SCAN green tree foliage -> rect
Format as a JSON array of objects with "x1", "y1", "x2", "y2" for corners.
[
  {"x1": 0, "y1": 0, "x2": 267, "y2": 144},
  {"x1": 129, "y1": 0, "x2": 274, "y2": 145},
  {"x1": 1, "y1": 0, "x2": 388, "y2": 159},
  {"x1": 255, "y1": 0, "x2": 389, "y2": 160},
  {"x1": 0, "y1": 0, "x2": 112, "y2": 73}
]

* * * * * * *

Your objective ::
Could you transcribe every entry exactly, without altering anything?

Expected answer ::
SCAN green tree foliage -> rect
Format as a JSON array of objects with "x1", "y1", "x2", "y2" for corners.
[
  {"x1": 0, "y1": 0, "x2": 267, "y2": 144},
  {"x1": 129, "y1": 0, "x2": 274, "y2": 145},
  {"x1": 1, "y1": 0, "x2": 388, "y2": 159},
  {"x1": 255, "y1": 0, "x2": 389, "y2": 160},
  {"x1": 0, "y1": 0, "x2": 112, "y2": 73}
]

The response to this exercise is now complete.